[Stored data]
______
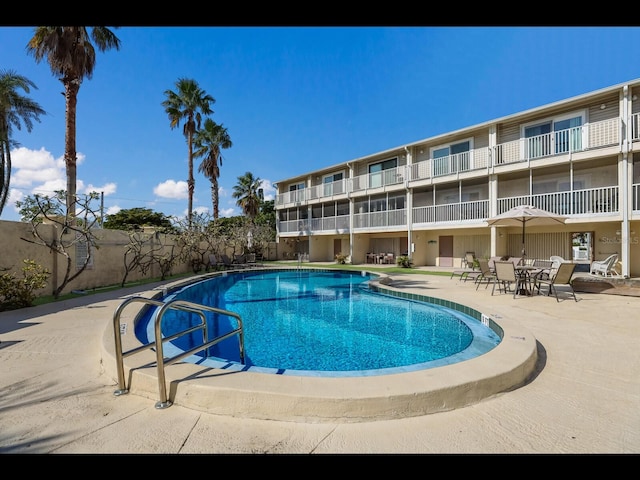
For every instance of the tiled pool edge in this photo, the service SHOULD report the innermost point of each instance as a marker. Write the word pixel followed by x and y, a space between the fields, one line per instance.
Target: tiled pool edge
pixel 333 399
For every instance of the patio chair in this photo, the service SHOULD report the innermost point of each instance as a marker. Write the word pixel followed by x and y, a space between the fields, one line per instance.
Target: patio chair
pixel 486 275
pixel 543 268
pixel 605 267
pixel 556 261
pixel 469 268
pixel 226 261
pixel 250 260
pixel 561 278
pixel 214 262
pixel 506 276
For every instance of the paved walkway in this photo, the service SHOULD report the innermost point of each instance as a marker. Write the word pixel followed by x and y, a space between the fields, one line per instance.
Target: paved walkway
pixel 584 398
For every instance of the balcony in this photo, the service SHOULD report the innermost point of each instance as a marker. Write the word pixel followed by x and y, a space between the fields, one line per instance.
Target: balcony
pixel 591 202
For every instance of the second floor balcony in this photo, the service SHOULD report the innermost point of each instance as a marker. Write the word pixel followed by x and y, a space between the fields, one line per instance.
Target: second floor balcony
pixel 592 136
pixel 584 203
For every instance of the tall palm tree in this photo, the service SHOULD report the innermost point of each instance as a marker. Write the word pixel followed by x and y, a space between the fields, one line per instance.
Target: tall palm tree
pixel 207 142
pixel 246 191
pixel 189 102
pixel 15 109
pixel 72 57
______
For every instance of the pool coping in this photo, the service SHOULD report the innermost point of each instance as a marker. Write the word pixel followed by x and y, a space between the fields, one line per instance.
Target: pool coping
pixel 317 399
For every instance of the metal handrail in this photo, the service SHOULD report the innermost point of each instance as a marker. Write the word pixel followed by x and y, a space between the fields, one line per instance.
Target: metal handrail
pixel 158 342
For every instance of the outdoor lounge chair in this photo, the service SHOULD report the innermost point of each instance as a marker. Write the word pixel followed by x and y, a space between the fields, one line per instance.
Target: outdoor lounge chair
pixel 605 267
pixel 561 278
______
→ DO THIS
Starting with the line that contains "For every instance of the paved", copy each line of the data unchanged. Stop after the line that contains "pixel 584 398".

→ PROBLEM SOLUTION
For every instance of the paved walkway in this photo, the service SHOULD report the innermost point of each instance as a marker. Write the word pixel followed by x and y, a space between the fields, one line per instance.
Target: paved walkway
pixel 584 398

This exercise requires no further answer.